» Brief: Your task is to retype all of the records below with complete accuracy.

BEGIN

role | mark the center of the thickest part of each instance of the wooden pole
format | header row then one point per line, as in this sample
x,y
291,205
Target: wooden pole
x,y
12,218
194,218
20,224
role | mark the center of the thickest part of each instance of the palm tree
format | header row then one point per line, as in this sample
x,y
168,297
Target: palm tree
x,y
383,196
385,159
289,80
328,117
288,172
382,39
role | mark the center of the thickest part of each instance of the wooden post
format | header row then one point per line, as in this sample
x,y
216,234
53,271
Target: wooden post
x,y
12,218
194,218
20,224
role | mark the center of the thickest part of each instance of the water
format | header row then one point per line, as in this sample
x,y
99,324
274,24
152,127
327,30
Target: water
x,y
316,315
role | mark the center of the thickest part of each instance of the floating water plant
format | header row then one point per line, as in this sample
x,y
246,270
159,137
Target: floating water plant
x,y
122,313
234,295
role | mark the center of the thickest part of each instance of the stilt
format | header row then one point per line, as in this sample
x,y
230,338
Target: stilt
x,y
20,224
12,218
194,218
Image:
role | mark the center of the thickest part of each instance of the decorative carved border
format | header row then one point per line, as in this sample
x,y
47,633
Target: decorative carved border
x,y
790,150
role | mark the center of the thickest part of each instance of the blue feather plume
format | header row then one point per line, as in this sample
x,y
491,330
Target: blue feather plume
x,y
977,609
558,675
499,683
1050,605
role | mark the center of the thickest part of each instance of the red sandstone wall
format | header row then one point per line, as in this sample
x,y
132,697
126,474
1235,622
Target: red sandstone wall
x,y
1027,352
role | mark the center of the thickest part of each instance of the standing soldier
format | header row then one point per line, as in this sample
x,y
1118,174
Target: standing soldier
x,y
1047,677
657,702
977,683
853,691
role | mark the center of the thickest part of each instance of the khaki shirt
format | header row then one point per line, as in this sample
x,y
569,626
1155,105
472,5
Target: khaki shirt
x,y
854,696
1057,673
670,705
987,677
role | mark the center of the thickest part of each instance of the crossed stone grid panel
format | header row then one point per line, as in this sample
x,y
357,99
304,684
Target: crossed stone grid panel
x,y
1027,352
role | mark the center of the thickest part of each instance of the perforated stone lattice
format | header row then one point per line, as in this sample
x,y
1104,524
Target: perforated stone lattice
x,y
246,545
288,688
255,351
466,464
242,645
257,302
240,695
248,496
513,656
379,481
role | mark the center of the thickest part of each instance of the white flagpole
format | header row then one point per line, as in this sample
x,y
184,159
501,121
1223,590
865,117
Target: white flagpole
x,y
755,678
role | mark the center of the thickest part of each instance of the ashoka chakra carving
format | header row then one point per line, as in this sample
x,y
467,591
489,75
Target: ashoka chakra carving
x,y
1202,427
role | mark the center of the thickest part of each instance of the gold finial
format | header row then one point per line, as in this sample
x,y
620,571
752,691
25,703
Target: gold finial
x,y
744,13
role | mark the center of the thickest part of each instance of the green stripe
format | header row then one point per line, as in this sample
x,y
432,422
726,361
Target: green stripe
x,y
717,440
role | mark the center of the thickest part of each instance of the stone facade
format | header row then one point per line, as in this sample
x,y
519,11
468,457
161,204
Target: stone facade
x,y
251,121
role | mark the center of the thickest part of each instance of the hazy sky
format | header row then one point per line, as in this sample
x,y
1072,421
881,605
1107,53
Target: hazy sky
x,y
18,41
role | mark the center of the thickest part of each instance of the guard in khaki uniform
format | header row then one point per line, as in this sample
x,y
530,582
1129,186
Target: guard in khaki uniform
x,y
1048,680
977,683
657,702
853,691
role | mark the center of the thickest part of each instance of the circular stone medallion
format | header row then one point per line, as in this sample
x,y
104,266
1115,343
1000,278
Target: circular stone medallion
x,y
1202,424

END

» Exercise result:
role | mark the center of the thickest part of each instance of the wooden pole
format | header row then one point per line, as in this sample
x,y
291,205
Target: wooden pole
x,y
12,218
194,218
20,224
role | mark the center of the thickest part of each instance of the palm tree
format | header row then one point per line, as in this sample
x,y
168,297
Target: palm tree
x,y
383,196
385,159
289,80
328,117
288,172
382,39
role | mark the center of the thickest part of each instance of the wooden post
format | header row then one point per line, as in this sample
x,y
216,234
53,271
Target: wooden post
x,y
12,218
194,218
20,224
role | mark the center of the thickest part of each instance of the water
format | header row then one point per line, as in this sample
x,y
99,324
274,24
152,127
327,30
Target: water
x,y
316,315
role | mark the center of the thickest part of each instance of the floating water plant
format | header row then one point per line, as in this sample
x,y
246,270
159,137
Target: floating water plant
x,y
122,313
234,295
role | mark the center of the thickest part of each instance of the stilt
format | header row then one point per line, as in this sample
x,y
230,338
Target: stilt
x,y
20,224
12,218
194,218
Image:
role | mark the center of the thickest part of each instance of the decorative carved border
format | header row then one point per line, as in this sample
x,y
47,633
Target: decorative carved border
x,y
790,150
role | mark the center of the thickest part of each instance of the blue feather plume
format | header row then one point per line, as in this sample
x,y
491,330
Target: blue feather plume
x,y
977,609
558,675
499,683
1050,605
role | mark the center of the thickest part of each instance of the red sandstone wall
format | header row then one point per line, as in this sample
x,y
132,697
126,474
1235,622
Target: red sandstone wall
x,y
1027,352
role | mark the center of the thickest part of each instance of the standing soldier
format | header row then one point per line, as in this sample
x,y
1118,174
Target: standing soldier
x,y
1047,677
657,702
977,683
853,691
role | mark the center of the thickest part of each instance of the khaki shirt
format | header row then one point per line, as in this sample
x,y
569,626
1155,105
472,5
Target: khaki shirt
x,y
854,696
1057,673
670,705
987,677
role | mark the center of the thickest part of each instance of the crossed stone grid panel
format | header row then one point per line, as in this sample
x,y
357,99
304,684
Target: crossed stone grid panel
x,y
1027,352
role | mark the center of the thickest part of each instance of the perforated stone lattice
format | header row then one point per line, as in this sample
x,y
1104,524
Target: perforated stone lattice
x,y
246,545
288,688
255,351
466,464
242,645
257,302
240,695
248,496
513,656
379,481
role | mark the center of the thickest part of each instance of the white flagpole
format | header row then one point per line, as in this sample
x,y
184,159
501,121
1223,590
865,117
Target: white flagpole
x,y
755,678
role | mark the center of the thickest part of each instance of the ashoka chakra carving
format | header row then one point per line, as in this sample
x,y
467,591
489,75
Target: ashoka chakra carving
x,y
1202,427
role | mark the center of the thickest part of each instance of the gold finial
format | header row then one point per line, as in this sample
x,y
620,571
752,691
25,703
Target: gold finial
x,y
744,13
role | mark the center of the thickest part of each instance of the green stripe
format | header row then one point per line, as in this sample
x,y
432,422
726,361
Target: green stripe
x,y
717,440
role | mark the center of the thickest part of each instance of the stone facade
format | header row then one point per line, as in this sample
x,y
519,11
468,457
161,204
Target: stone facade
x,y
251,121
role | mark the center of the thickest part of each instance of the hazy sky
format | header row then one point per line, as in this sample
x,y
1072,421
881,605
1107,53
Target: hazy sky
x,y
18,41
role | mark the center of the thickest part of each instance of the guard in khaki uniform
format | header row then one point per line, as in this sample
x,y
530,582
1129,186
Target: guard in khaki uniform
x,y
1048,680
977,683
657,702
853,691
role | mark the center of the thickest part of each instance of the circular stone medallion
format | header row then one point per line, as in this sample
x,y
104,266
1115,343
1000,278
Target: circular stone medallion
x,y
1202,424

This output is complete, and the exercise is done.